Rows from a dataset
====

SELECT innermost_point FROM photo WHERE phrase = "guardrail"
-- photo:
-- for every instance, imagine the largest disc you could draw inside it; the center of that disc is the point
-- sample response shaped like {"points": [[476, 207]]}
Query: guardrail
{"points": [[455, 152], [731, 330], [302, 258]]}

====

Exercise brief: Reproduce every line of the rows above, requests included, with each point coordinate in the answers scaled by 1.5 and rounded to a whole number, halves rounding up. Leave the numbers in the requests and their format samples unchanged.

Solution to the problem:
SELECT innermost_point FROM photo WHERE phrase = "guardrail"
-- photo:
-- for every instance, imagine the largest disc you could draw inside it; the center of that disc is the point
-- sample response shaped like {"points": [[476, 207]]}
Query: guardrail
{"points": [[683, 228], [1097, 495], [453, 387]]}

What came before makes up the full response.